### Фрагмент текста

----

Сергей Орлов начал войну в самом ее разгаре и в самых таких видных, напористых войсках — в войсках броневого щита и тарана. Весь, можно сказать, в железе и весь на виду. Ведь танк, хоть он и пластун по сути — ползком движется, — а вещь, что ни говори, очень заметная, удобная для прицела. Особенно, когда ровно — ни бугорка, ни тени под огнем, — как это было когда-то подо Мгой, невдалеке от Ленинграда. Страшно как ровно… И смертельно жарко! Особенно, когда броневые махины сходились в рукопашной. Да, да, именно в рукопашной. Как сходилась когда-то пехота — штык в штык, как схлестывалась кавалерия — клинок в клинок… А тут — танки! Лоб в лоб, огонь в огонь.
И где-то там, у станции Мга, в сорок третьем — а теперь на расстоянии памяти! — шел тяжелый «KB» лейтенанта Орлова. Еще не Сергея, нет, а просто Сережки с Белого озера, что под Вологдой, белобрысого паренька, который к тому времени, может, и поцеловаться-то как следует робел, а тут — на тебе! — уже лейтенант, командир самоходного боевого железа. И вот она, смотровая щель, вровень с раскаленным от стрельбы орудийным дулом… Вот она — огневая точка зрения воина-танкиста. Взгляд, так сказать, через всю Европу — от той самой станции Мга до Новгорода, от Новгорода до Вислы и далее, за Вислу, туда, в направлении Победы.
Жизнь прошла с тех пор,
Не просто годы.
А за ней, там, где огни встают,
В сполохах январской непогоды,
Возле самой смерти на краю,
Скинув молча полушубок в стужу,
Лейтенант в неполных двадцать лет,
Я ремень затягиваю туже
И сую под ватник пистолет.
Больше ничего со мною нету.
Только вся Россия за спиной
В свете догорающей ракеты
Над железной башней ледяной…
……………………………………..
А земля огромна, фронт безмерен.

----

### Выдержки из данных
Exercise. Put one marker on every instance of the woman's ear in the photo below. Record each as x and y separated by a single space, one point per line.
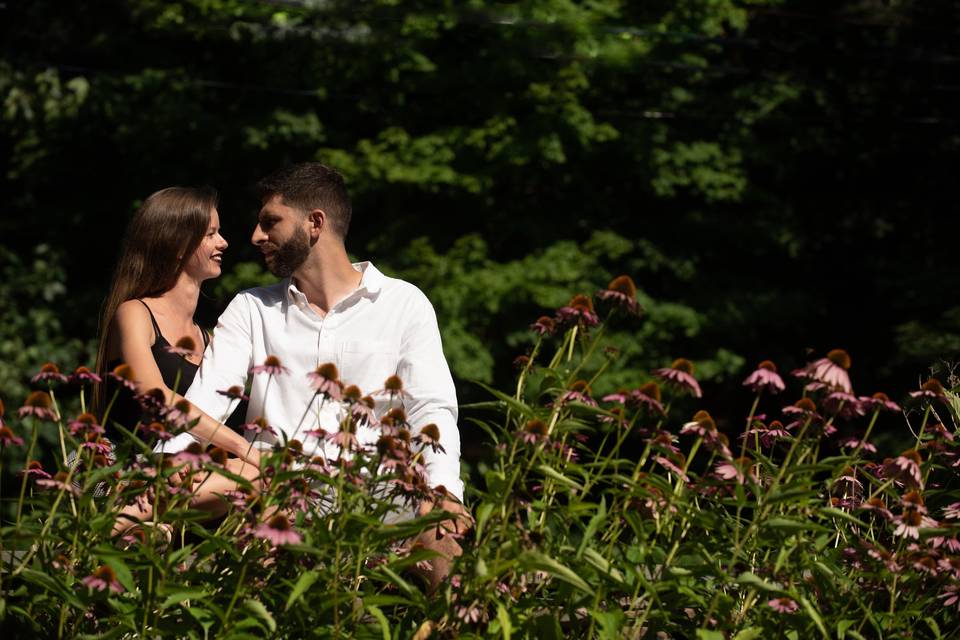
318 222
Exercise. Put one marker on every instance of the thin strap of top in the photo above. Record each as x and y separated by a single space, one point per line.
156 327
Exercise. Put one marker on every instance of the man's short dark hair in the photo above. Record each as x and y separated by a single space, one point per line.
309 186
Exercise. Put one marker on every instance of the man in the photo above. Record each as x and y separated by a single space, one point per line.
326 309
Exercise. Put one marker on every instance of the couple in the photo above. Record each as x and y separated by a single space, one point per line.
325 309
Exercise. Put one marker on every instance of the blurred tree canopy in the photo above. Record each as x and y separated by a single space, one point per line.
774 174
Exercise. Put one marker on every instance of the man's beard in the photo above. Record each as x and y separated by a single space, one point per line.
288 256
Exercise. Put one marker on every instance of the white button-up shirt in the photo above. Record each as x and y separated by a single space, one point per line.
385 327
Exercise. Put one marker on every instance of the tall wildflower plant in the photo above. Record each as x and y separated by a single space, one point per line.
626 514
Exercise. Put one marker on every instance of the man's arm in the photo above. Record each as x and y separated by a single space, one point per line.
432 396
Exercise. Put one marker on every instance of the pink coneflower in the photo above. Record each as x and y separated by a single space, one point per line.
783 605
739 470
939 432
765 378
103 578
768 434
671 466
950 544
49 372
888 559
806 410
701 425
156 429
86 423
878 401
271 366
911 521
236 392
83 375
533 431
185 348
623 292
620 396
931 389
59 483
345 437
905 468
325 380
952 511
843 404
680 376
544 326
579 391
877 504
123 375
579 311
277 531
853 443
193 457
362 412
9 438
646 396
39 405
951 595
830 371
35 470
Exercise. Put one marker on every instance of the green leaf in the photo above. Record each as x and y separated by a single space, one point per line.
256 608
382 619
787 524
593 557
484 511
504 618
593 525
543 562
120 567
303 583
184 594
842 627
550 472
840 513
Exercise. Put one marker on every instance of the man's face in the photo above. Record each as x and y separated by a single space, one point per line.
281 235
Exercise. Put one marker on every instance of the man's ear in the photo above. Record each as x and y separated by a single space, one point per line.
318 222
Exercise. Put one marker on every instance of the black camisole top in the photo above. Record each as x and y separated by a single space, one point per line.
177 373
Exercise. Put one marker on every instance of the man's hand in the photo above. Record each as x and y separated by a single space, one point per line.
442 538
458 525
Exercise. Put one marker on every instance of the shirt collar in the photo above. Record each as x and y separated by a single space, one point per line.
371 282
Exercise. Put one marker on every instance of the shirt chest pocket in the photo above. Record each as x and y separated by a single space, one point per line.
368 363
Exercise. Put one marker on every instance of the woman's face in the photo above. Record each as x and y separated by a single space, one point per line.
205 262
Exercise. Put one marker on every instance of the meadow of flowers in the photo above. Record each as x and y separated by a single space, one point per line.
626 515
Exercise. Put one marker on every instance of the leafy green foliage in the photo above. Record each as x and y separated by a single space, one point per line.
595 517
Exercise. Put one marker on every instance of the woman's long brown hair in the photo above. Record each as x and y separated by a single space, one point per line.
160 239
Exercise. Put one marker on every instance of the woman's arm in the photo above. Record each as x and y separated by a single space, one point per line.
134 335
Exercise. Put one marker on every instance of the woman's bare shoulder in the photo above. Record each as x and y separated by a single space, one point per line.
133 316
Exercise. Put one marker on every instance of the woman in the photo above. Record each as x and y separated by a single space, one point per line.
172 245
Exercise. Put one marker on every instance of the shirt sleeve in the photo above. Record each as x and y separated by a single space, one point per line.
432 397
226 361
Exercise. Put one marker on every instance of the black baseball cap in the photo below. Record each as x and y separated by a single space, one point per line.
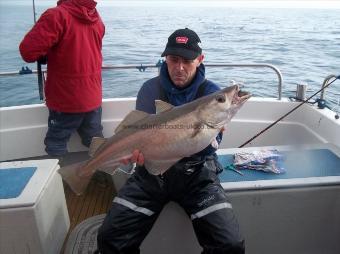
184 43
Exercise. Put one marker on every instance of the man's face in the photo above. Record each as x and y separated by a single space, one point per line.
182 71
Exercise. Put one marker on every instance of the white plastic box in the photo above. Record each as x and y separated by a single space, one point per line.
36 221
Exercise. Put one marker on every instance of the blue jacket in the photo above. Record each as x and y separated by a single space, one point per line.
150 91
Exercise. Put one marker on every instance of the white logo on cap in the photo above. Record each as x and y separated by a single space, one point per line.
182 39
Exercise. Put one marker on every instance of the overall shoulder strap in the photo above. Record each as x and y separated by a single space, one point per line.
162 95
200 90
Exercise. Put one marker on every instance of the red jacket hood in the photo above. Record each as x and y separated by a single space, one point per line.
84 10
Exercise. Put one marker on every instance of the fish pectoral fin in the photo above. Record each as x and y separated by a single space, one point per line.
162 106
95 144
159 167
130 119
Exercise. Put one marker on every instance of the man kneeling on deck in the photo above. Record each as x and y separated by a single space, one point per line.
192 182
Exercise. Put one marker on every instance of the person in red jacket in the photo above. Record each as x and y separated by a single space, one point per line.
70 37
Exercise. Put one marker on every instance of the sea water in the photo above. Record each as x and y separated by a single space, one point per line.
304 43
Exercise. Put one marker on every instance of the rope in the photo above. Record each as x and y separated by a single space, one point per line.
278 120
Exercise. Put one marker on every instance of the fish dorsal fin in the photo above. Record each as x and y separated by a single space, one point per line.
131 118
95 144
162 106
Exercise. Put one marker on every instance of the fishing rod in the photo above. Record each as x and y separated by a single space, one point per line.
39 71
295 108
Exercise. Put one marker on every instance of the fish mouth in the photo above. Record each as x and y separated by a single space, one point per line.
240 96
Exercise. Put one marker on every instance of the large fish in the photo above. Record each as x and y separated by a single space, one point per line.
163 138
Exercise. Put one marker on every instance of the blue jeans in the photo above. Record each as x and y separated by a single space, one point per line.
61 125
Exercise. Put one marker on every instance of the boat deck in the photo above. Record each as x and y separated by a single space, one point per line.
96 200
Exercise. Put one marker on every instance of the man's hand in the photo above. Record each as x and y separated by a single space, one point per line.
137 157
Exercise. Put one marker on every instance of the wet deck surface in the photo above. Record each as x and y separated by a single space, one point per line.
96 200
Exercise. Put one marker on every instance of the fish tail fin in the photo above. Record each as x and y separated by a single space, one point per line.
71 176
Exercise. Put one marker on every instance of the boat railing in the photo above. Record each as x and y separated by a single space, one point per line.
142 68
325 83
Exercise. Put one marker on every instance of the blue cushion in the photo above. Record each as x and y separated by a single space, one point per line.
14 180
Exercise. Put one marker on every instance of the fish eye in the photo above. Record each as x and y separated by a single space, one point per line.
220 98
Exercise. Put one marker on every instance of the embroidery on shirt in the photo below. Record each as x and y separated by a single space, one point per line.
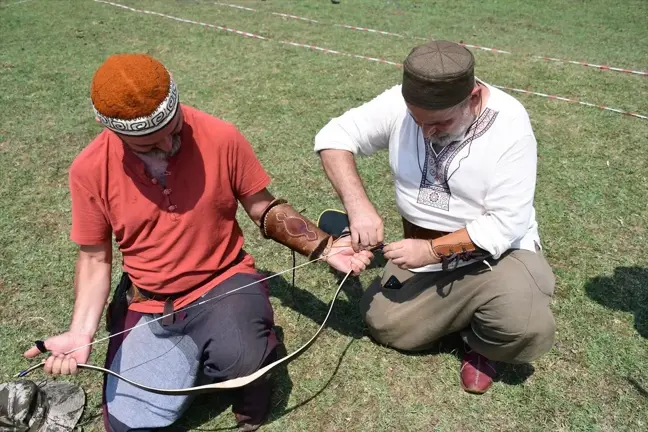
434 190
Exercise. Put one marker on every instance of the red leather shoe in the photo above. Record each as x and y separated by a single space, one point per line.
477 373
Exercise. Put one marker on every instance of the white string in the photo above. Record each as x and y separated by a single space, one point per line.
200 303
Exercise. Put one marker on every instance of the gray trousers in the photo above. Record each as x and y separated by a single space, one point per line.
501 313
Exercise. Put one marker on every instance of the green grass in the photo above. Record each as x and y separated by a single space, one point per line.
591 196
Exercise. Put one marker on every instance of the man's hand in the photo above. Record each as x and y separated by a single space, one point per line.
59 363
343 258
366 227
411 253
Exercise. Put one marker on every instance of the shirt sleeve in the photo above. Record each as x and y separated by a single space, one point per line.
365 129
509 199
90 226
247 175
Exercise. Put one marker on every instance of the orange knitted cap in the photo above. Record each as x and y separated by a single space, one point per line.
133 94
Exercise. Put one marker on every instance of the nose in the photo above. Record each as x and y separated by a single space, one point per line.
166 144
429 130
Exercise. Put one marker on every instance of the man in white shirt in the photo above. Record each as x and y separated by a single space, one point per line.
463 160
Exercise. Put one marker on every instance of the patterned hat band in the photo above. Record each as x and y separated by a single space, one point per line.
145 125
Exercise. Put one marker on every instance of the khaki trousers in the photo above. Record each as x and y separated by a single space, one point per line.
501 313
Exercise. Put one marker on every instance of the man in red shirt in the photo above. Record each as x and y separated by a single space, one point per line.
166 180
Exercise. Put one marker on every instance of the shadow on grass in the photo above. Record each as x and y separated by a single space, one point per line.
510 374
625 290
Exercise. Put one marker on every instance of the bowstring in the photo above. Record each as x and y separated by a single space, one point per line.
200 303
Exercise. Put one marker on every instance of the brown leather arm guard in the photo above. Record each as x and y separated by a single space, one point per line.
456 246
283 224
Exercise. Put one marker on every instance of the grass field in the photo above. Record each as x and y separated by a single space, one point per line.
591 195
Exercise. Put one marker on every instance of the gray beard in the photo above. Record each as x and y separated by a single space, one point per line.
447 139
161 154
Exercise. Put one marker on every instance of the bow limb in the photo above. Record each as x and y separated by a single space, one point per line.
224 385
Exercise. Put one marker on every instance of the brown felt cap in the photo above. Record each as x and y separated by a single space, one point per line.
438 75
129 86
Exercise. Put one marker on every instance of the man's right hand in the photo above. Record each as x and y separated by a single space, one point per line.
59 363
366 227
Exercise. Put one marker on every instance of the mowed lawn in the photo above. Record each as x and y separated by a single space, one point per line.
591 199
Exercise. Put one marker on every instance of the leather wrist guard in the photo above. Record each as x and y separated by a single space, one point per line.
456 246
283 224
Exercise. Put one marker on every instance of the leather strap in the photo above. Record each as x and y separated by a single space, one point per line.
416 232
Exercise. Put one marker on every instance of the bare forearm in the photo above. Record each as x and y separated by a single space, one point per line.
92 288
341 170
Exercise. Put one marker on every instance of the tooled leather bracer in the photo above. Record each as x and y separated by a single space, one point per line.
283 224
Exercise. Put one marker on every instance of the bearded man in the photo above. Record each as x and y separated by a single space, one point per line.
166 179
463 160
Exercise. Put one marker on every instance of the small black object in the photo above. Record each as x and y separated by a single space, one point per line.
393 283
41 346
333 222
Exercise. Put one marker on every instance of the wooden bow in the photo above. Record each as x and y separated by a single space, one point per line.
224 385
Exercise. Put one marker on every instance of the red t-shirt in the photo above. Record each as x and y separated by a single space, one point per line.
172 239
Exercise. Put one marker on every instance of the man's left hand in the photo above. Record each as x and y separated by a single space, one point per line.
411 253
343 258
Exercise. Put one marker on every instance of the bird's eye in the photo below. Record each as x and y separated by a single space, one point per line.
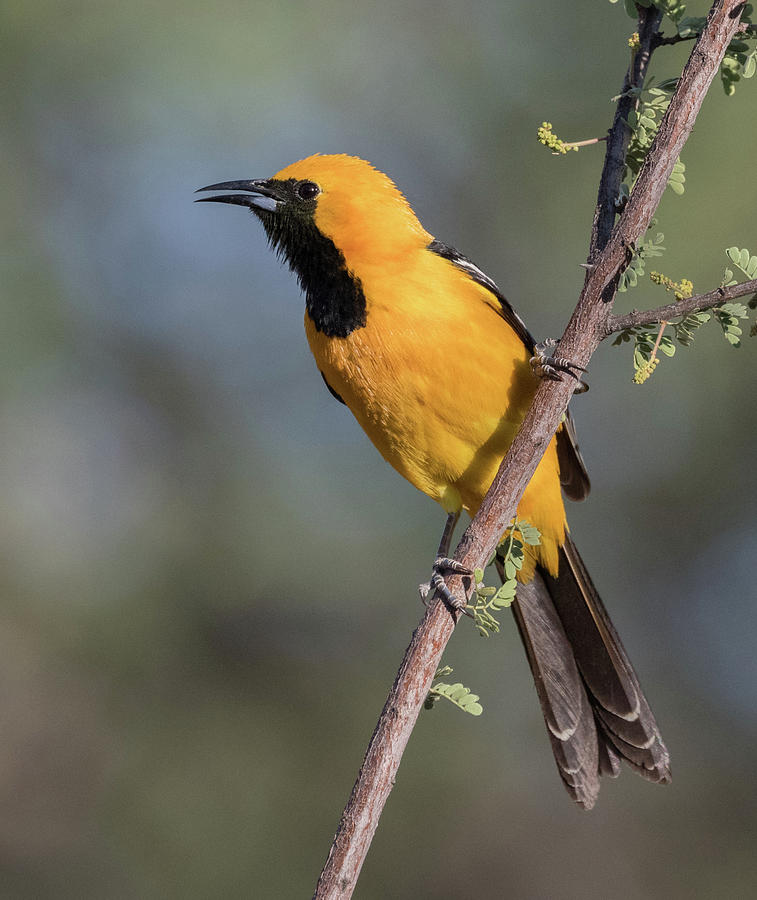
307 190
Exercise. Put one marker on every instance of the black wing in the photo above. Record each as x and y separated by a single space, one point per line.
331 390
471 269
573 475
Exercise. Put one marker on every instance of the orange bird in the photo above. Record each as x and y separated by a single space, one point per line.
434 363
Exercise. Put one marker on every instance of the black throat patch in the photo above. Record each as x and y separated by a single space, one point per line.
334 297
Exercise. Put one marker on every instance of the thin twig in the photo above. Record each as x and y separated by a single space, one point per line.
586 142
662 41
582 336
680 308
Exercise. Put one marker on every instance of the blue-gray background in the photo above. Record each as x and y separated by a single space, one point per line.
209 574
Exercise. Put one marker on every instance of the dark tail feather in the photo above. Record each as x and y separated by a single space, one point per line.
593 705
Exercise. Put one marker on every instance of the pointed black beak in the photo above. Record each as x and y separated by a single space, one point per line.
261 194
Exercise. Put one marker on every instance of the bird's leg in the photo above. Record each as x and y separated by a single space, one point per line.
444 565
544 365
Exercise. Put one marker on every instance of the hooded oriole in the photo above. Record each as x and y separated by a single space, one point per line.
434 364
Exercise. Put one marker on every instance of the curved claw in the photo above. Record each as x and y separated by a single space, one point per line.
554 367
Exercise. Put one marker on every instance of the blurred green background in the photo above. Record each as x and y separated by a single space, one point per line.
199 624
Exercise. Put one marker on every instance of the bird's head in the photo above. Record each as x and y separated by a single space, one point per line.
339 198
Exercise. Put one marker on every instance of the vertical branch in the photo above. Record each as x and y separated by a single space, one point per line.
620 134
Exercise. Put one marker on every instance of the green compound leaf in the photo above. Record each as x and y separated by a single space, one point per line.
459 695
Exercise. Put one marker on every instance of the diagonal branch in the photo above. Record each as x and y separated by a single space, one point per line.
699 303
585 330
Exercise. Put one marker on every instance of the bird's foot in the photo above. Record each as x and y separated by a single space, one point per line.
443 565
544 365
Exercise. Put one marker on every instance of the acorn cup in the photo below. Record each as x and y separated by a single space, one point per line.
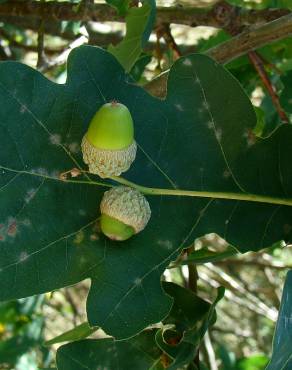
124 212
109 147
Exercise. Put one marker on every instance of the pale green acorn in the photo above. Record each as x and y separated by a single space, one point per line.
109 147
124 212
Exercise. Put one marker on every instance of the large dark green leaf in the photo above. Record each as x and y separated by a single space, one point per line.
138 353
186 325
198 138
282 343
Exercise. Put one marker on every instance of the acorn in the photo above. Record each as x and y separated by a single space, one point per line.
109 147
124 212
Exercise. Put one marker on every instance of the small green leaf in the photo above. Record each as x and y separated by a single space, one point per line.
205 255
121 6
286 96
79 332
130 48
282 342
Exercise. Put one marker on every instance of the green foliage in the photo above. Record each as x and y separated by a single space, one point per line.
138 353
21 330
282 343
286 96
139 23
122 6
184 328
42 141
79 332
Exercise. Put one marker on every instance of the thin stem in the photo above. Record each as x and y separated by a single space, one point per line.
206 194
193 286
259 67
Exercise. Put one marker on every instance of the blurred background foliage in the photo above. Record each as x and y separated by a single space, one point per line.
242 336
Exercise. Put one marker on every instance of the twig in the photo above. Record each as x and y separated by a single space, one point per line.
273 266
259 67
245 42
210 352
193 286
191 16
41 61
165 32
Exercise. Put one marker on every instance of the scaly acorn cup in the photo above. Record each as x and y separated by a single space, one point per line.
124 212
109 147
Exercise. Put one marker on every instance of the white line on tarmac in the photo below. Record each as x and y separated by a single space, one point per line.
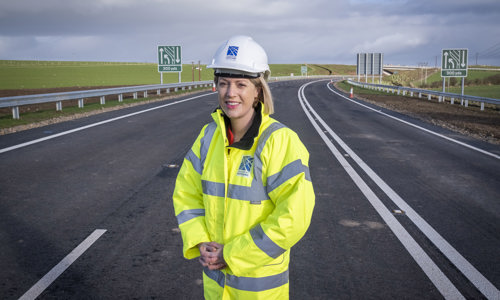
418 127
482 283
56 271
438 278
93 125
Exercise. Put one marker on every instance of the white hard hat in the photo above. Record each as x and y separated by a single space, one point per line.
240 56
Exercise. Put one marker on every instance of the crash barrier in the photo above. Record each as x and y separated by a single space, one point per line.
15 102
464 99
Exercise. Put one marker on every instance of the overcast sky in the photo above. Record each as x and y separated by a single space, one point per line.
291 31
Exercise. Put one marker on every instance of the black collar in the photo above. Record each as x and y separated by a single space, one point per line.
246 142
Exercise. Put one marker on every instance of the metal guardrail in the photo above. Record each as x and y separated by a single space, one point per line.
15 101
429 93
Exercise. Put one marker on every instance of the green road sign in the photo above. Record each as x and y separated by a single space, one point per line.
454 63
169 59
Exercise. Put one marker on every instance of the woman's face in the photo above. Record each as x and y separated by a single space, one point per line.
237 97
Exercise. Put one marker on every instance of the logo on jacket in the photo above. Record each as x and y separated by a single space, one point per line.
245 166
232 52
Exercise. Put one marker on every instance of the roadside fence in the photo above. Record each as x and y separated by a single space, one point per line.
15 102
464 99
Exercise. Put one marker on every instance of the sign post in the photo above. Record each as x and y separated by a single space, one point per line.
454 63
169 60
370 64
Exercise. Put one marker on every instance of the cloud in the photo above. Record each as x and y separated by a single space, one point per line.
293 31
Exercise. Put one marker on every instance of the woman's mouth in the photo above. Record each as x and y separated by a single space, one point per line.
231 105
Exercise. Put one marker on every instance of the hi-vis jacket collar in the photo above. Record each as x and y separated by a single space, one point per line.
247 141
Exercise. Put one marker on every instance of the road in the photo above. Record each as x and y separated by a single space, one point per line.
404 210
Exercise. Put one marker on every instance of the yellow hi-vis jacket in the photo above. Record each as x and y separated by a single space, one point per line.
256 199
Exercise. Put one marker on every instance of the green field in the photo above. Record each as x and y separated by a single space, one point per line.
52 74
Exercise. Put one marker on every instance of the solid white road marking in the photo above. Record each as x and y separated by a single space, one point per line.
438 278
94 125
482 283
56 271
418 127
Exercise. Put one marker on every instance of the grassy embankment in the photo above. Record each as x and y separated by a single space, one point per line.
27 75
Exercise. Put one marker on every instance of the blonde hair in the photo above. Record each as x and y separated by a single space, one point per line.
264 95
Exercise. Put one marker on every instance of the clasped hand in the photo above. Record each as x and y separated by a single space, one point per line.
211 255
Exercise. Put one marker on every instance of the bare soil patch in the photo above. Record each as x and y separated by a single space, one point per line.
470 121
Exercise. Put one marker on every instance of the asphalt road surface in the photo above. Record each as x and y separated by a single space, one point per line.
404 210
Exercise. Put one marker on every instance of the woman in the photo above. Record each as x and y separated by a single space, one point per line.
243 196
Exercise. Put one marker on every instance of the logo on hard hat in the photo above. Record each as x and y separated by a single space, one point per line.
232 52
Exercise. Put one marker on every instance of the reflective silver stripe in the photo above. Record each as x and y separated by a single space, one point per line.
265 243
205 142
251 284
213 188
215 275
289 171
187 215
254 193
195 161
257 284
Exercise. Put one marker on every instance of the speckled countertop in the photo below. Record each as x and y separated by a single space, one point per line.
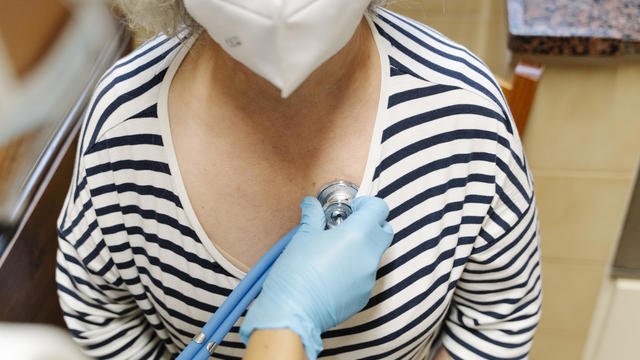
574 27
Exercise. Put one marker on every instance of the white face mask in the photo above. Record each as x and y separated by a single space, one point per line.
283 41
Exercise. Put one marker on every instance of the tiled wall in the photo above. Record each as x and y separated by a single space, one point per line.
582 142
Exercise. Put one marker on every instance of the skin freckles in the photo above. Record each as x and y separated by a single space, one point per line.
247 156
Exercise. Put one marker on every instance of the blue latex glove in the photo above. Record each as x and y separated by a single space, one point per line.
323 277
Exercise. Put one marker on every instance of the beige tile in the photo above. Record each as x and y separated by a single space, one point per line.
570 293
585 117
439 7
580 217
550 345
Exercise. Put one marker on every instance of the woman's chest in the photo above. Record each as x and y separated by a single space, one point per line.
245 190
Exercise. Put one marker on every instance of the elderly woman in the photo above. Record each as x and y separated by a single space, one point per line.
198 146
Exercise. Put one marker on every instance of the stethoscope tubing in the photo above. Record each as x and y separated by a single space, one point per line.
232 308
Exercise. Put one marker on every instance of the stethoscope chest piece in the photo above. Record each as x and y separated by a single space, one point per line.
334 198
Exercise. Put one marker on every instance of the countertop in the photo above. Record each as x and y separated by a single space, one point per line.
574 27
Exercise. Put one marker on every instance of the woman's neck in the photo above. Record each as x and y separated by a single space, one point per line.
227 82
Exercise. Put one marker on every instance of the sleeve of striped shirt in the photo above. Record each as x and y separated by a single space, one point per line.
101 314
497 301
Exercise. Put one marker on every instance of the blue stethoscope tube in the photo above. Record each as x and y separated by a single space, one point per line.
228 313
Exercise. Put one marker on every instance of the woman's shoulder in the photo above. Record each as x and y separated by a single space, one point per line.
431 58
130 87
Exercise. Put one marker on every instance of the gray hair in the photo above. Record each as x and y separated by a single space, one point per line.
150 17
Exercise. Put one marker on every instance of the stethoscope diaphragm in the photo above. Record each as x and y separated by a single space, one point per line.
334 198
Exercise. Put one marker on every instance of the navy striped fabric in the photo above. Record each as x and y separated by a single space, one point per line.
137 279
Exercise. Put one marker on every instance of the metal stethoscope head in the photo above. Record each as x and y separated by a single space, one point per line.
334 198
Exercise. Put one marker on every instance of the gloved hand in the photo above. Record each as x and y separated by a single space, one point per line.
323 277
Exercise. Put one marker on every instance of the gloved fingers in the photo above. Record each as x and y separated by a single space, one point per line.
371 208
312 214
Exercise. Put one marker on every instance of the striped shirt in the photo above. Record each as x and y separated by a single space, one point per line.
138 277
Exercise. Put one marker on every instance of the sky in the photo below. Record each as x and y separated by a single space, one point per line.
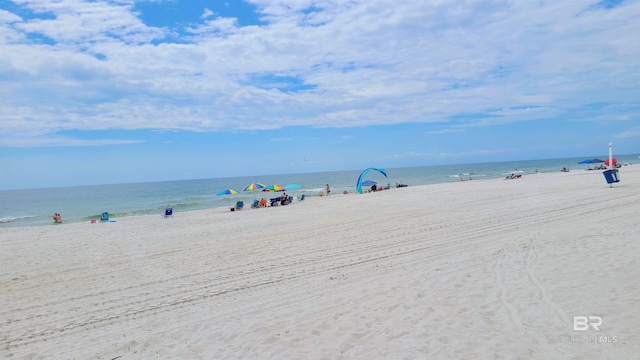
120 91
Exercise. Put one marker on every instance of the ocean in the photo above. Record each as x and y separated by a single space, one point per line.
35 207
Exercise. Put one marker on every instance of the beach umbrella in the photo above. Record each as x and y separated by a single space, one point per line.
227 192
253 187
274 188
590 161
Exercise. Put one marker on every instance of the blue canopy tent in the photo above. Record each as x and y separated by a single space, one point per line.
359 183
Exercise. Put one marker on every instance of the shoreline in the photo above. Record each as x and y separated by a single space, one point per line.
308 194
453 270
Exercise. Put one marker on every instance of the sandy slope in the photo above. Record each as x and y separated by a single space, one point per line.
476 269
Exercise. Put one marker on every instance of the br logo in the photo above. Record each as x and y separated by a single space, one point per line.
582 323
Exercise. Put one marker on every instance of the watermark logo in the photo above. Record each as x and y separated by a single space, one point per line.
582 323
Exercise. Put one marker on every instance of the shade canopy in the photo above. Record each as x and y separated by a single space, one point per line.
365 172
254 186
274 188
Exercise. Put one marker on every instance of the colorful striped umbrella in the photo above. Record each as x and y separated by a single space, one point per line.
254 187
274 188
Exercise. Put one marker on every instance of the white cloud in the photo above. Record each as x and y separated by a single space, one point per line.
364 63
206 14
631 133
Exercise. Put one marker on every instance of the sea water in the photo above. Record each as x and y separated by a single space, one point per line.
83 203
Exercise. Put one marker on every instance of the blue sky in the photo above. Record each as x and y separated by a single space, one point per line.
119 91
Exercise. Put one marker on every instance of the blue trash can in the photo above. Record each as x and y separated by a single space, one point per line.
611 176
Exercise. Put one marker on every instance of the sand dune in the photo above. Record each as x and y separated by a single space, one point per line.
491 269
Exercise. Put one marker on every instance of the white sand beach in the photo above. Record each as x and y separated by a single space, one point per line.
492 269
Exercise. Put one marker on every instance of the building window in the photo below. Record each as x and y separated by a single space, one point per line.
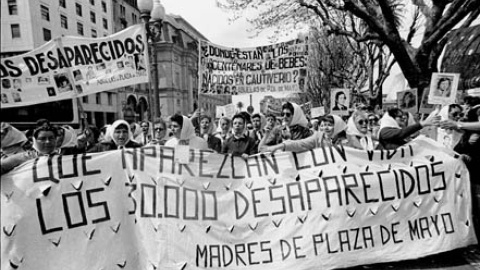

----

### Описание задания
Продублируйте без изменений часть фрагмента о Сергее Орлове от «И где-то там, у» до «Не просто годы.». Строки здесь ни при чем.

### Ответ на задание
И где-то там, у станции Мга, в сорок третьем — а теперь на расстоянии памяти! — шел тяжелый «KB» лейтенанта Орлова. Еще не Сергея, нет, а просто Сережки с Белого озера, что под Вологдой, белобрысого паренька, который к тому времени, может, и поцеловаться-то как следует робел, а тут — на тебе! — уже лейтенант, командир самоходного боевого железа. И вот она, смотровая щель, вровень с раскаленным от стрельбы орудийным дулом… Вот она — огневая точка зрения воина-танкиста. Взгляд, так сказать, через всю Европу — от той самой станции Мга до Новгорода, от Новгорода до Вислы и далее, за Вислу, туда, в направлении Победы.
Жизнь прошла с тех пор,
Не просто годы.